>> begin Excerpted text

It is now generally recognized that the two races which inhabited Sumer and Akkad during the early historical periods were sharply divided from one another not only by their speech but also in their physical characteristics.[34] One of the principal traits by which they may be distinguished consists in the treatment of the hair. While the Sumerians invariably shaved the head and face, the Semites retained the hair of the head and wore long beards. A slight modification in the dressing of the hair was introduced by the Western Semites of the First Babylonian Dynasty, who brought with them from Syria the Canaanite Bedouin custom of shaving the lips and allowing the beard to fall only from the chin; while they also appear to have cut the hair short in the manner of the Arabs or Nabateans of the Sinai peninsula.[35] The Semites who were settled in Babylonia during the earlier period, retained the moustache as well as the beard, and wore their hair long. While recognizing the slight change of custom, introduced for a time during the West Semitic domination, the practice of wearing hair and beard was a Semitic characteristic during all periods of history. The phrase "the black-headed ones," which is of frequent occurrence in the later texts, clearly originated as a description of the Semites, in contradistinction to the Sumerians with their shaven heads.
Another distinctive characteristic, almost equally striking, may be seen in the features of the face as represented in the outline engraving and in the sculpture of the earlier periods. It is true that the Sumerian had a prominent nose, which forms, indeed, his most striking feature, but both nose and lips are never full and fleshy as with the Semites. It is sometimes claimed that such primitive representations as occur upon Ur-Ninâ's bas-reliefs, or in Fig. 1 in the accompanying block, are too rude to be regarded as representing accurately an ethnological type. But it will be noted that the same general characteristics are also found in the later and more finished sculptures of Gudea's period. This fact is illustrated by the two black diorite heads of statuettes figured on the following page. In both examples certain archaic conventions are retained, such as the exaggerated line of the eyebrows, and the unfinished ear; but nose and lips are obviously not Semitic, and they accurately reproduce the same racial type which is found upon the earlier reliefs.

>> end Excerpted text

> _Written task 1_: In the passage on Sumerians and Semites, translate this sentence into Spanish: "One of the principal traits by which they may be distinguished consists in the treatment of the hair."

>> begin Data rows

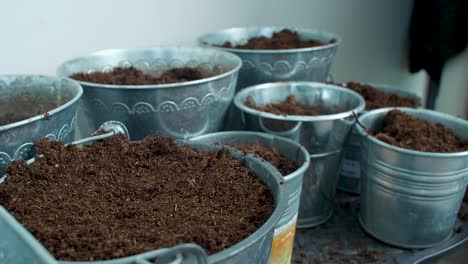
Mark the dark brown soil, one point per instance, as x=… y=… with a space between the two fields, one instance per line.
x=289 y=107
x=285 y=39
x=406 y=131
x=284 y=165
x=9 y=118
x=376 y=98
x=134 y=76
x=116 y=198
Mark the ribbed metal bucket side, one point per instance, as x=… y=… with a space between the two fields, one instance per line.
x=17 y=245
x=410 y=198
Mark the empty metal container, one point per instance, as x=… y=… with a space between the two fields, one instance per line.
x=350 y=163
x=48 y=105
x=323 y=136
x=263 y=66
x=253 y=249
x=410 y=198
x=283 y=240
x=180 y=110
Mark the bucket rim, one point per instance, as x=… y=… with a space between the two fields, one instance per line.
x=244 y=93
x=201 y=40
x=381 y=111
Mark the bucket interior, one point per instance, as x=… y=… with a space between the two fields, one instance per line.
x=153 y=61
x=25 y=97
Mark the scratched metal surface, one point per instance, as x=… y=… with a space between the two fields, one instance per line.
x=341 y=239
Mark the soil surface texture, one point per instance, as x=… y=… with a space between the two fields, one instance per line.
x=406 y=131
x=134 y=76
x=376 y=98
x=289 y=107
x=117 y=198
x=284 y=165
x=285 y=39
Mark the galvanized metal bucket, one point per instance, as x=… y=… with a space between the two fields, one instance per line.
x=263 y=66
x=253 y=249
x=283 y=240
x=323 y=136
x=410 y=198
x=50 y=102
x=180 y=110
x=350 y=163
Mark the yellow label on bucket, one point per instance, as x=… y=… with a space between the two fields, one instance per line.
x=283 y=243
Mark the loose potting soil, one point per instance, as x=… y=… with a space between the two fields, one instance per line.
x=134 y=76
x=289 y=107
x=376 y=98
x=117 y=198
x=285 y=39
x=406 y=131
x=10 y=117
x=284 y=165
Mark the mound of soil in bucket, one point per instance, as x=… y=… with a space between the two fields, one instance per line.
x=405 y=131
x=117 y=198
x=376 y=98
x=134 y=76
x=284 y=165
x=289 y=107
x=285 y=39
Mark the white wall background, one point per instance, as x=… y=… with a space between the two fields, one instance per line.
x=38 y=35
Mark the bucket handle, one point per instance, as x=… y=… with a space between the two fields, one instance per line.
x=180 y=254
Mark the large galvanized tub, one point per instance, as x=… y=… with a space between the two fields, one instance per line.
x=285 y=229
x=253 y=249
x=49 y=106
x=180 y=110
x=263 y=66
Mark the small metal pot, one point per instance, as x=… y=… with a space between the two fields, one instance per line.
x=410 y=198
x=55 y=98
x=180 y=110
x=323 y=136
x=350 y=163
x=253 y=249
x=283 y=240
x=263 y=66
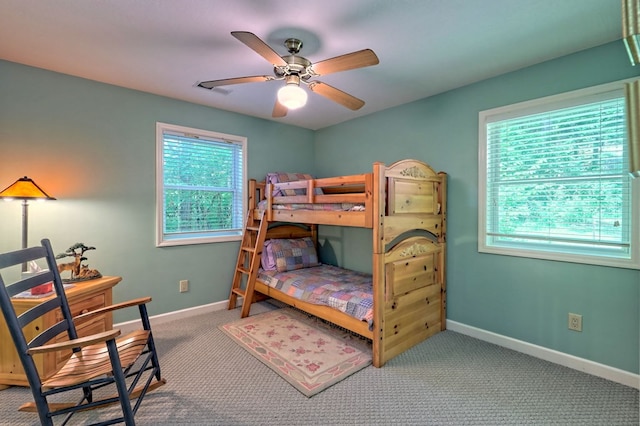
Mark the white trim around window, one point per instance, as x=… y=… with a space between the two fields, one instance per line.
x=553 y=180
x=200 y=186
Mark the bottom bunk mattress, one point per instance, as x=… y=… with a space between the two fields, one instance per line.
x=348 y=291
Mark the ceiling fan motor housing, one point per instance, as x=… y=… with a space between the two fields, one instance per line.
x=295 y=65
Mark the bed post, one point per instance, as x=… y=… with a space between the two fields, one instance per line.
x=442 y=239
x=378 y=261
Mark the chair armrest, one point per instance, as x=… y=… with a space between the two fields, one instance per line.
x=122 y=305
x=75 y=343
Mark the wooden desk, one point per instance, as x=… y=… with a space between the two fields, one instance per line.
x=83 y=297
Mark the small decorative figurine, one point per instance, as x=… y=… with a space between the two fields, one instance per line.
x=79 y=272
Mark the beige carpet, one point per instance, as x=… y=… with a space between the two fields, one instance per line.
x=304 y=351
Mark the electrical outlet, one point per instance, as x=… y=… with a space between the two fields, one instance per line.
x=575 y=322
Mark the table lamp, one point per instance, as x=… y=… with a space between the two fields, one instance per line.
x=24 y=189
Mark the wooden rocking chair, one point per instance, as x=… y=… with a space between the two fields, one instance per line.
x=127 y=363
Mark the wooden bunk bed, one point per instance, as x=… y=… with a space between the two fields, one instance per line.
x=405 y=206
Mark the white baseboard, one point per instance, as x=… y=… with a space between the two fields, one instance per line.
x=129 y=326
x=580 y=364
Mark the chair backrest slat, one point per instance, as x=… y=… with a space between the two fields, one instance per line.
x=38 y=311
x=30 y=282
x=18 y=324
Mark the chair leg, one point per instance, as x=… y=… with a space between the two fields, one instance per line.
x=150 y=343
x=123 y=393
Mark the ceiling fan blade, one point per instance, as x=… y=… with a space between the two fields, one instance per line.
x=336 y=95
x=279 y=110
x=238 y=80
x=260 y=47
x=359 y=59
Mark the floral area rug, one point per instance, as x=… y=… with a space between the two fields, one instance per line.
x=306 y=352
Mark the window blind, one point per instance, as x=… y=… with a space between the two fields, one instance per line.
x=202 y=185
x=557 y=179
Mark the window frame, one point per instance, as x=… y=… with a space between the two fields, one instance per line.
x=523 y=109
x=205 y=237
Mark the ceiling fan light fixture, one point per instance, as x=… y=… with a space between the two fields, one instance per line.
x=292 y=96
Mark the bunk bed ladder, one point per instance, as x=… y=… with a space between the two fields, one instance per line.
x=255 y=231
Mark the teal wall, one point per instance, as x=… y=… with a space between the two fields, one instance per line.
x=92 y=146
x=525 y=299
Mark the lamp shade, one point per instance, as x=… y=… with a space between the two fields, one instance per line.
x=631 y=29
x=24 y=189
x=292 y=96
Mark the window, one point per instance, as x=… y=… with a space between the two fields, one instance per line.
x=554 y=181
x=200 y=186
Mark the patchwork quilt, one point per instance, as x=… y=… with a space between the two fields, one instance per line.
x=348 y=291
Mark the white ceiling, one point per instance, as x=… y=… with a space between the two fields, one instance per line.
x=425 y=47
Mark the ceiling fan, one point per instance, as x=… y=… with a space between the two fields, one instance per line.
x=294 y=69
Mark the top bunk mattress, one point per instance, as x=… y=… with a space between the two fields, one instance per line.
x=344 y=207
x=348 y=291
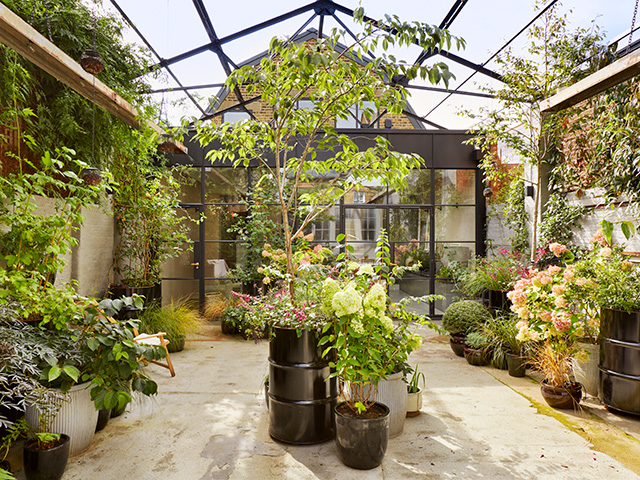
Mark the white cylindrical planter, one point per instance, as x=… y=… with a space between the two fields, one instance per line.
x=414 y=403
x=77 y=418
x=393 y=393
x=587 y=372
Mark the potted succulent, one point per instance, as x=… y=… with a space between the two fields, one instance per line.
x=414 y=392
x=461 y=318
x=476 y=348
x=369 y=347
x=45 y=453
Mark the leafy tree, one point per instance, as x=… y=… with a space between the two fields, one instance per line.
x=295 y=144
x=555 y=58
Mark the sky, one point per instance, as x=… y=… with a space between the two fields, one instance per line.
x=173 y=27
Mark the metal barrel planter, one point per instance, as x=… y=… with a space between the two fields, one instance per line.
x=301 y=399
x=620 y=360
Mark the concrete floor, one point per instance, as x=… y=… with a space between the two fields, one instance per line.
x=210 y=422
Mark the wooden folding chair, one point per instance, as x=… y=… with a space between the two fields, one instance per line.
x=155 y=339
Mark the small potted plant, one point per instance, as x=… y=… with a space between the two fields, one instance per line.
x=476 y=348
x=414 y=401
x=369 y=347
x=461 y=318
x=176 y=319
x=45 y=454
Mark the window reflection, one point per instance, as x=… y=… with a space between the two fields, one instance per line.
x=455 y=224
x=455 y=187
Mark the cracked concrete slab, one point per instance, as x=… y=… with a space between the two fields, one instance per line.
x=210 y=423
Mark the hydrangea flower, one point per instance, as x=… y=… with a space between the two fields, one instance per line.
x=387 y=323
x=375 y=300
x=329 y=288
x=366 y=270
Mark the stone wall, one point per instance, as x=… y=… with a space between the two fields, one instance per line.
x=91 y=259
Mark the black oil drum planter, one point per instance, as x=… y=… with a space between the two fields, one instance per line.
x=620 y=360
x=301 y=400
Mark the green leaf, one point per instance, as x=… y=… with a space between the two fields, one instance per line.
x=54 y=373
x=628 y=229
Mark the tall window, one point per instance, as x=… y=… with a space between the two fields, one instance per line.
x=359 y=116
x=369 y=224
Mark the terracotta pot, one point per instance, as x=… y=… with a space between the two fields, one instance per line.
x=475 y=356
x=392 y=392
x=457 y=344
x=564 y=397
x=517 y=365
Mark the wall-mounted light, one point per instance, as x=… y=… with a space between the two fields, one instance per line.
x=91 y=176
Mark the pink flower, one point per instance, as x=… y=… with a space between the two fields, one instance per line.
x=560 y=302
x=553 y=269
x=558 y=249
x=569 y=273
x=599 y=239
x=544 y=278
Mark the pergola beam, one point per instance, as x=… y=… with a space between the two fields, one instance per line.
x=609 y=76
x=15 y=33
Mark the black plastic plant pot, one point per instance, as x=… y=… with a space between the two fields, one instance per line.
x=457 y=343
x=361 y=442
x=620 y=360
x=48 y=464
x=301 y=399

>> end Data rows
>> begin Data rows

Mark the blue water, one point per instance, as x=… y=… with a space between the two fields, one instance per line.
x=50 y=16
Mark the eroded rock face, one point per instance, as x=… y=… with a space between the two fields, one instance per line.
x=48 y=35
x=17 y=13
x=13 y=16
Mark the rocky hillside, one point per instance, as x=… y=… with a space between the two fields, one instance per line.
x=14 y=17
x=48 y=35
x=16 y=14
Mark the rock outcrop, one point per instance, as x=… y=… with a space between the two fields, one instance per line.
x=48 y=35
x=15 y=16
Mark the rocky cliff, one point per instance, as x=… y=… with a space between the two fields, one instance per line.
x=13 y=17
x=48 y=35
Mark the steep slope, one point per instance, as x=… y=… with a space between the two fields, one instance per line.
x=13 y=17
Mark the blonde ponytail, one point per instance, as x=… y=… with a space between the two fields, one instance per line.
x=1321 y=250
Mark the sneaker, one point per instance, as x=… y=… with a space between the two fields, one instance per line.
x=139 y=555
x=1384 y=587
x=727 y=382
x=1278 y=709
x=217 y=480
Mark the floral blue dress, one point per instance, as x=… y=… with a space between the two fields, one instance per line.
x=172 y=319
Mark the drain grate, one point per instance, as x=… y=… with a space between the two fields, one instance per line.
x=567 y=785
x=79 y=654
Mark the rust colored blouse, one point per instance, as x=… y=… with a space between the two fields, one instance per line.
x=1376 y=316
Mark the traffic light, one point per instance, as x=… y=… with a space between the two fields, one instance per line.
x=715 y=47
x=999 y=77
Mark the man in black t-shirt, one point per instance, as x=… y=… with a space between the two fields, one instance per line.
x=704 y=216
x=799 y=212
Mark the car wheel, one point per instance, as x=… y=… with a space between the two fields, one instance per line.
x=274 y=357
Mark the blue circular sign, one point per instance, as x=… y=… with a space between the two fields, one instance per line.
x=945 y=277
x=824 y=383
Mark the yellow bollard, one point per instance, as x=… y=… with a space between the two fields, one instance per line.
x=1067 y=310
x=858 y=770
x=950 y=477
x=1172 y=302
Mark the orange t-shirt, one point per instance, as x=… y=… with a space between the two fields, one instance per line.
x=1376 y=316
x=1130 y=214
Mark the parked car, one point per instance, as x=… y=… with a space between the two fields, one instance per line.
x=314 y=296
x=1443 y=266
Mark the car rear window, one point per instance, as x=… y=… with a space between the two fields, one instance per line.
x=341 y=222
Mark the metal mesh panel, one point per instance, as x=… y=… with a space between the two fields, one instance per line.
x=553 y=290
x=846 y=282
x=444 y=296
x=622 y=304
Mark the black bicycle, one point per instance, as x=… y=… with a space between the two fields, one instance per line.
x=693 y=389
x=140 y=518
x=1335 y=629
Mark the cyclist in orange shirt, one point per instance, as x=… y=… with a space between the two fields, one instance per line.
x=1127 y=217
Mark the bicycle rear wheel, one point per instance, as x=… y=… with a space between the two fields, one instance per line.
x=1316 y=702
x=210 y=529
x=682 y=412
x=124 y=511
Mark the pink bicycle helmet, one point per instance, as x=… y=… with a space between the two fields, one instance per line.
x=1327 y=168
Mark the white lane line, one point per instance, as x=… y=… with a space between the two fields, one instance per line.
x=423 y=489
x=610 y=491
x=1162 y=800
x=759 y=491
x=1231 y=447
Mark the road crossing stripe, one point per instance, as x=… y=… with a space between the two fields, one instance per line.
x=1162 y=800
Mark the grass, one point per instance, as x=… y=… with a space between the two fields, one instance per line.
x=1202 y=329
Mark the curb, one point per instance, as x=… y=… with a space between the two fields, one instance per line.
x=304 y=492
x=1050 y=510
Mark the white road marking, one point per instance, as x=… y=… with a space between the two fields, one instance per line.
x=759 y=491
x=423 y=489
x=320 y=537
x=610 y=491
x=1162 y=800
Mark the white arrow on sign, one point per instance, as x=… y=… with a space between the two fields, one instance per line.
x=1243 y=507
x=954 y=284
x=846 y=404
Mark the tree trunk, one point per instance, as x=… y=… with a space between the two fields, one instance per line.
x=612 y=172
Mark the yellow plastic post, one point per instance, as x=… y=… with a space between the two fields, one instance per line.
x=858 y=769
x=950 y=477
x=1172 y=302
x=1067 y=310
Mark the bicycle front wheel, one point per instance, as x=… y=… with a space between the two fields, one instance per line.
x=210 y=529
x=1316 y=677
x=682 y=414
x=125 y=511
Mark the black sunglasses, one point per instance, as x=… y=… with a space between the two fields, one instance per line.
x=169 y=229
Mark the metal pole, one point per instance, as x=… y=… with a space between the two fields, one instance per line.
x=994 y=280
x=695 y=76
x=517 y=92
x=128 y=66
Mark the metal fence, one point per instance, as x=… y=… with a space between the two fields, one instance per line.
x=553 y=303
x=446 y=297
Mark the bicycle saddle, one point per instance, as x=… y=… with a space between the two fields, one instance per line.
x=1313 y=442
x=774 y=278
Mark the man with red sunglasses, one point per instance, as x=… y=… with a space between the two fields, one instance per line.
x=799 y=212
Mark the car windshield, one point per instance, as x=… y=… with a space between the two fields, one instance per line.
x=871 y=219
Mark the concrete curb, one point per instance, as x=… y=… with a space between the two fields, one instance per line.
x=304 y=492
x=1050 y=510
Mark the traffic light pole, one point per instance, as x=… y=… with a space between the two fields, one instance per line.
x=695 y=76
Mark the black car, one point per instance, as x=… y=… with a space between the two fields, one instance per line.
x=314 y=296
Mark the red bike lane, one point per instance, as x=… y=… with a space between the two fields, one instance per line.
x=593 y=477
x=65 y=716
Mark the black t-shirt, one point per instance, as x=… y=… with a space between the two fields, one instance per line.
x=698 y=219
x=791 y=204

>> end Data rows
>> begin Data rows

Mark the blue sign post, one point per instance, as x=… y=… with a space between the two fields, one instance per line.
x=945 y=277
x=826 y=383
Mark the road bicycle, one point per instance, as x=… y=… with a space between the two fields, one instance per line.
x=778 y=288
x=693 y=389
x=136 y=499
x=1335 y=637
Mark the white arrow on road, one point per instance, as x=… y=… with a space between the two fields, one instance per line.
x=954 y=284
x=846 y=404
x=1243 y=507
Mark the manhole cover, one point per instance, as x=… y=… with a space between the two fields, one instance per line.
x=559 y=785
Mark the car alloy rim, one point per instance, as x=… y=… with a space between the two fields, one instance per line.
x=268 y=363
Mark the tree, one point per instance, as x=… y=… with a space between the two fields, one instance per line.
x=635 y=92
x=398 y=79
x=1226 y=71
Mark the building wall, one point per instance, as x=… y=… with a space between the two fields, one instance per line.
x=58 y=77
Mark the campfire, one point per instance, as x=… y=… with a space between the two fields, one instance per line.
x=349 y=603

>> end Data rows

> _Written task 2_: Resize the records starting at the line that contains "Mark the building" and ending at the line that contains "x=349 y=603": write out only those lines, requests included, with each coordinate in the answers multiplied by 2.2 and rounded to a whole number, halves rounded up.

> _Result 1_: Uno de los principales rasgos por los que pueden distinguirse consiste en el tratamiento del cabello.

> _Result 2_:
Mark the building wall, one point per instance, as x=… y=… with a space between the two fields, one instance per line.
x=128 y=169
Mark the campfire, one point per instance, as x=… y=… with a space between the two fields, one instance per line.
x=768 y=1327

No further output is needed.